• [What the task requires]
Could you please write out each line of the records exactly, minus the pictures?

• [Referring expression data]

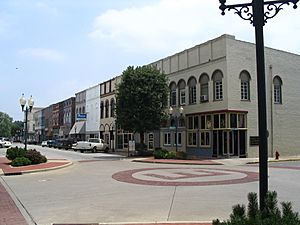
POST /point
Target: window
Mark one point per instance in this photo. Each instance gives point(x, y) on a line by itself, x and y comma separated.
point(181, 87)
point(192, 138)
point(204, 87)
point(112, 107)
point(218, 85)
point(172, 94)
point(277, 82)
point(106, 109)
point(205, 138)
point(167, 139)
point(179, 138)
point(192, 90)
point(101, 110)
point(245, 85)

• [Output below]
POST /point
Target: window
Mark one point per instance in this photo. Each instance gives point(x, y) on a line by itself, x and y comma separated.
point(181, 87)
point(192, 138)
point(204, 87)
point(112, 107)
point(218, 85)
point(172, 94)
point(277, 82)
point(106, 109)
point(205, 138)
point(167, 139)
point(179, 138)
point(192, 90)
point(101, 110)
point(245, 85)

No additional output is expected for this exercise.